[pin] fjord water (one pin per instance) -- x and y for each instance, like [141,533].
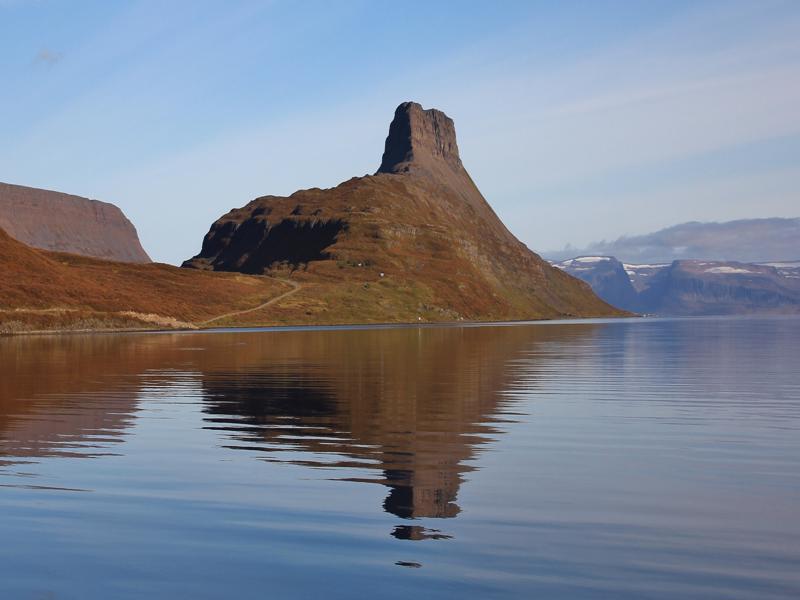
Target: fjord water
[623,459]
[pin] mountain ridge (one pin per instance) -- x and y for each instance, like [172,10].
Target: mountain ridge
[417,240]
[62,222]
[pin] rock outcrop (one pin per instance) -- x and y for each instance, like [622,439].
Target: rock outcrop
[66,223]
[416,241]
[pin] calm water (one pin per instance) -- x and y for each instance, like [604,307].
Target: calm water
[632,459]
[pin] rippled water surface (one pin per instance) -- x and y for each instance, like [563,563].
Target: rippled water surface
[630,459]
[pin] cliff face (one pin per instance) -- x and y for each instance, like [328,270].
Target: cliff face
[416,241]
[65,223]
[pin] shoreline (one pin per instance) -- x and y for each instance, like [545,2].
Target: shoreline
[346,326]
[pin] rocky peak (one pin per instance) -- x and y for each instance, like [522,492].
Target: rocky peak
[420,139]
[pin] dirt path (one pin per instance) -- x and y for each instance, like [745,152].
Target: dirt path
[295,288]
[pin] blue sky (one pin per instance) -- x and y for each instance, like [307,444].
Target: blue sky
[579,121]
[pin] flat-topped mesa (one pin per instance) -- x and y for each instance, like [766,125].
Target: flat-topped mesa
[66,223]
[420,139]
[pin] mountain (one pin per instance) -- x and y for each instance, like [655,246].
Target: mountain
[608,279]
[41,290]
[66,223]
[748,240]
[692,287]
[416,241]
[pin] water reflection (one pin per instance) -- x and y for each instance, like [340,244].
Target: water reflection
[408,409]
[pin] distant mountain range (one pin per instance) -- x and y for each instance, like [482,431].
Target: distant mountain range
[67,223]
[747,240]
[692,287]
---
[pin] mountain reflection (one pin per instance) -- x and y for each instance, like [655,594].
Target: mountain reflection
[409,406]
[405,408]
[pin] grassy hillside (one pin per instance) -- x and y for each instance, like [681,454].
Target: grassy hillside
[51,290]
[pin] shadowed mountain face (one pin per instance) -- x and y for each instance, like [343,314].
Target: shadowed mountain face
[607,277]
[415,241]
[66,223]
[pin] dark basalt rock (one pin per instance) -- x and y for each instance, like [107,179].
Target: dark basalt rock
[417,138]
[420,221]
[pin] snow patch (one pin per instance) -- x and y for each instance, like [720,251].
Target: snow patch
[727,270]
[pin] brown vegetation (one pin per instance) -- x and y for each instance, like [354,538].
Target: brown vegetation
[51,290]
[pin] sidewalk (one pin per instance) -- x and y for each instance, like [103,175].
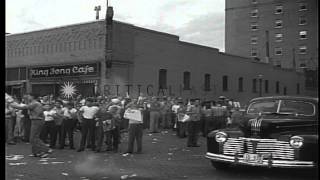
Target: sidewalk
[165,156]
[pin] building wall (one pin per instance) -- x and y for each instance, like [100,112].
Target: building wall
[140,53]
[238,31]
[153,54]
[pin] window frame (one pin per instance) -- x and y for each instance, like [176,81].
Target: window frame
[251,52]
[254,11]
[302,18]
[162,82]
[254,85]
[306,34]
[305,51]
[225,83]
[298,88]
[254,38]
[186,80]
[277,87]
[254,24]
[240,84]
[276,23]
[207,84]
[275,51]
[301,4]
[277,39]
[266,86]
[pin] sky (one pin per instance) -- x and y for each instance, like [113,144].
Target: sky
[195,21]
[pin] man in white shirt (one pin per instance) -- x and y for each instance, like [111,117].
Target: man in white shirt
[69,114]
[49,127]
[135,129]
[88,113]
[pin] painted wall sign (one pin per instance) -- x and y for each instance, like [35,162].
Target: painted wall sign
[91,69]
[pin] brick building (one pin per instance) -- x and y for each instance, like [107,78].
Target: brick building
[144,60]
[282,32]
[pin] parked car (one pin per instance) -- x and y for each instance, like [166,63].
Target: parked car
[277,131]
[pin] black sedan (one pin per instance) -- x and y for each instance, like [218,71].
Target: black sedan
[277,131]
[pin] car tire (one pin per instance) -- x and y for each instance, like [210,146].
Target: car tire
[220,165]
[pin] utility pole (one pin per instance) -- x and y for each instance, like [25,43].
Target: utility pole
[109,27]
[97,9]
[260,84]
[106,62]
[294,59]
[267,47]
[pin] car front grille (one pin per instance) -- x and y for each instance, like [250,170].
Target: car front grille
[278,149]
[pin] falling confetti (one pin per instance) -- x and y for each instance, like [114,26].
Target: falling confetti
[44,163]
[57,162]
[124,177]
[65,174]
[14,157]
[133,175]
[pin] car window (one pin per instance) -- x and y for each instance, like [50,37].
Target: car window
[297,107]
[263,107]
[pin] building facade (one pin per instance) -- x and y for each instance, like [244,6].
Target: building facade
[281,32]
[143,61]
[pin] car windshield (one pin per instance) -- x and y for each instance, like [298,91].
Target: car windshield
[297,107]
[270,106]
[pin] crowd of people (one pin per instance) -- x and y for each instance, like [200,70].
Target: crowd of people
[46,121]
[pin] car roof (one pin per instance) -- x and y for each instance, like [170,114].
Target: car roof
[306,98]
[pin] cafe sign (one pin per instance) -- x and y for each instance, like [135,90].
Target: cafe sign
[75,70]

### DIRECTIONS FOR THIS TASK
Above are the records; repeat exactly the lines from the one holding "Target: parked car" down to the one holding "[pin] cafe sign", end lines included.

### EXERCISE SOLUTION
Target: parked car
[277,131]
[pin] black sedan (one pin per instance) -- x and y for each instance, like [218,71].
Target: black sedan
[277,131]
[pin] car tire (one pin per instance) -- x and y for each instance, like [210,146].
Target: car tire
[220,165]
[pin] utility pole (one pin per instance) -- x and y for each instance, like [25,43].
Target: utility pole
[109,27]
[97,9]
[260,84]
[106,62]
[294,59]
[267,47]
[pin] car front grille (one pin per instance) -- x and y for each instance, like [250,170].
Target: car front grille
[278,149]
[pin] falling confetti (one pin per instance) -- x and y for each instance, like [114,26].
Target: falling confetti
[44,163]
[57,162]
[124,177]
[65,174]
[14,157]
[133,175]
[pin] car window (one pin per instance) -- x and y for each instance, like [50,37].
Target: car window
[297,107]
[263,107]
[pin] building facade (one pin per instance) -- x and y for each instance, like [244,6].
Target: building facade
[281,32]
[143,61]
[pin] car windshield (one pin per instance) -- x and y for each instance, like [298,91].
Target: car windshield
[297,107]
[270,106]
[pin] crowd of people (one pin per instance) -- x and y for each instance, like [200,70].
Target: crowd of people
[46,121]
[pin] car roof (one pin per instance) -- x and y for each instance, like [170,114].
Target: car roof
[306,98]
[pin] cafe sign (one pin per instance) -- x and y for each instance, like [135,90].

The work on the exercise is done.